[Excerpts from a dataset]
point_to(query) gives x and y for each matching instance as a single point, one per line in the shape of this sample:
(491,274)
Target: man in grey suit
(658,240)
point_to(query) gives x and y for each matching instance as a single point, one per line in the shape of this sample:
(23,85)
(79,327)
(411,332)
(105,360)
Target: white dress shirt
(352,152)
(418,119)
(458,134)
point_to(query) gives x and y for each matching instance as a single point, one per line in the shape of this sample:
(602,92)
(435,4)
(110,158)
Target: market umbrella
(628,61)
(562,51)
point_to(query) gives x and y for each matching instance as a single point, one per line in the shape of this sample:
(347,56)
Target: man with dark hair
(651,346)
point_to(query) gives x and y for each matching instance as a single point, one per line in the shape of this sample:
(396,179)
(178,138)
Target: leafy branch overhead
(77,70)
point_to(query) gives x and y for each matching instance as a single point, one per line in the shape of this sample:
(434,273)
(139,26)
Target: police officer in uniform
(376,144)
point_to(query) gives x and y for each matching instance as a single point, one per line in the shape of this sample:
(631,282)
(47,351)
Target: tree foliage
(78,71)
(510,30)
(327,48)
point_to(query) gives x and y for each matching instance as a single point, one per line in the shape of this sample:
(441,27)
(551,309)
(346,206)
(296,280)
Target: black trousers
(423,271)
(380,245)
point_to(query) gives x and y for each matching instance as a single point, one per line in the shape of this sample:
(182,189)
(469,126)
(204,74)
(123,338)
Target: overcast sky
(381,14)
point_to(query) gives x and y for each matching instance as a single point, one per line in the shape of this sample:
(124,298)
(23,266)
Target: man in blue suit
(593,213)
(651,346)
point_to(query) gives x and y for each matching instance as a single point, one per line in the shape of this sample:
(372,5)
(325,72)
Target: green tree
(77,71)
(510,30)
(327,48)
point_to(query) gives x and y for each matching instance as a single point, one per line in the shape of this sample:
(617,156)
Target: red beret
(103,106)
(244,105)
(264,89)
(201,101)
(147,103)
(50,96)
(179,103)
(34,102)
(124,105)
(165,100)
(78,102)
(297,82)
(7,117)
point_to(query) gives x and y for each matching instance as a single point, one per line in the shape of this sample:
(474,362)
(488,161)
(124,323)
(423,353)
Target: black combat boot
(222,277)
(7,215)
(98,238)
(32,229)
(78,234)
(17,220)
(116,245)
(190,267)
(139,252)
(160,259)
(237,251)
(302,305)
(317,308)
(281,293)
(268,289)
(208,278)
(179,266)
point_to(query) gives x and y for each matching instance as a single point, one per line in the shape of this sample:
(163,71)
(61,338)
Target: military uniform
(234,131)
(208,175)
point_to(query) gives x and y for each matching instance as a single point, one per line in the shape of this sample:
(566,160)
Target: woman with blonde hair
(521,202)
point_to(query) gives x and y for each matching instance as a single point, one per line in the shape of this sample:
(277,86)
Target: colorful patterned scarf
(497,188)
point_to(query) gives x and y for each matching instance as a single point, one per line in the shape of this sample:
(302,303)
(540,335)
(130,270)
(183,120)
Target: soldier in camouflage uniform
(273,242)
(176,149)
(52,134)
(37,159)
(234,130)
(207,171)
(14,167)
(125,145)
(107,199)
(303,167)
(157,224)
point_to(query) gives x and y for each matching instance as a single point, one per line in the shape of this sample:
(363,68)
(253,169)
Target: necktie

» **Work required**: Nothing in the data above may be skipped; repeat it all exactly.

» **Response to the task**:
point_to(query) gives x and y for each matching instance as a single point, one per line in the shape of this sample:
(491,274)
Target: man in grey suit
(658,240)
point_to(query) gives x and y for each matching instance as a single point, one per line in the shape of this sample:
(23,85)
(79,327)
(411,332)
(105,360)
Target: white dress shirt
(352,152)
(418,119)
(458,134)
point_to(query) gives x and y for each matching instance as a single point, one per line in the shape of this sample:
(602,92)
(435,4)
(110,158)
Target: market umbrella
(628,61)
(562,51)
point_to(query) gives x and y for each matching instance as a single point, one per line in the shape of this sample:
(347,56)
Target: man with dark hair
(651,346)
point_to(query) gives x and y for each matching instance as a single point, one per line in the shape of this sample:
(396,179)
(178,138)
Target: leafy branch overhead
(77,70)
point_to(query) gives x and y for each matching instance as a single point, one per line in the shape of this sample:
(434,273)
(139,26)
Target: police officer in uniform
(376,144)
point_to(query) gives x and y for each matching instance as a single point, one per line in the shape of this sample:
(631,282)
(47,351)
Target: tree foliage
(78,71)
(510,30)
(327,48)
point_to(query) gives x and y for each matching instance as a single point, one per line in the shape of this sample:
(441,27)
(551,309)
(346,206)
(296,280)
Target: black trousers
(423,271)
(380,245)
point_to(query) gives x and y for each matching instance as a single point, one per line in the shape of this sample:
(182,189)
(469,126)
(204,74)
(123,338)
Target: overcast sky
(381,14)
point_to(query) gives x and y for each matching instance as a single point, one per line in the shape of this sample:
(124,298)
(23,266)
Target: man in blue suit
(593,213)
(651,346)
point_to(query) gives x and y for each matching instance as a single point, one per line in the shape of this sample:
(372,5)
(325,72)
Target: green tree
(77,71)
(510,30)
(327,48)
point_to(query) gives x and y for each matching instance as a single point, one per line in the shape of this sample:
(617,156)
Target: red beret
(103,106)
(244,105)
(264,89)
(201,101)
(147,103)
(50,96)
(179,103)
(34,102)
(124,105)
(165,100)
(78,102)
(297,82)
(7,117)
point_to(query) gives x and y for each matching instance as a single point, one per line in the shape of this sample:
(474,362)
(488,161)
(124,323)
(423,353)
Target: black combat boot
(222,277)
(7,215)
(98,238)
(32,229)
(78,234)
(17,220)
(116,245)
(190,267)
(139,252)
(160,259)
(237,251)
(302,305)
(317,308)
(281,293)
(268,289)
(208,278)
(179,266)
point_to(query) gives x and y for each matching instance as a single point, one per line in the shape of this sample:
(163,71)
(61,338)
Target: military uniform
(234,131)
(208,175)
point_to(query) gives x and y for each matching instance as a single point, one per line in the shape of this sample:
(566,160)
Target: woman with blonde hair
(521,202)
point_to(query) gives x and y for each matching instance as a single point, one per line in the shape of this sample:
(277,86)
Target: colorful patterned scarf
(497,188)
point_to(query) gives x and y for each matching instance as a single point, one per line in the shape of this sample:
(302,303)
(540,335)
(130,270)
(183,120)
Target: soldier in camouflage uniform
(273,242)
(176,149)
(52,134)
(37,159)
(234,130)
(207,171)
(14,167)
(125,145)
(107,199)
(303,167)
(157,224)
point_to(query) gives x and y for each matching instance as a single point, one per line in the shape of this sample:
(363,68)
(253,169)
Target: necktie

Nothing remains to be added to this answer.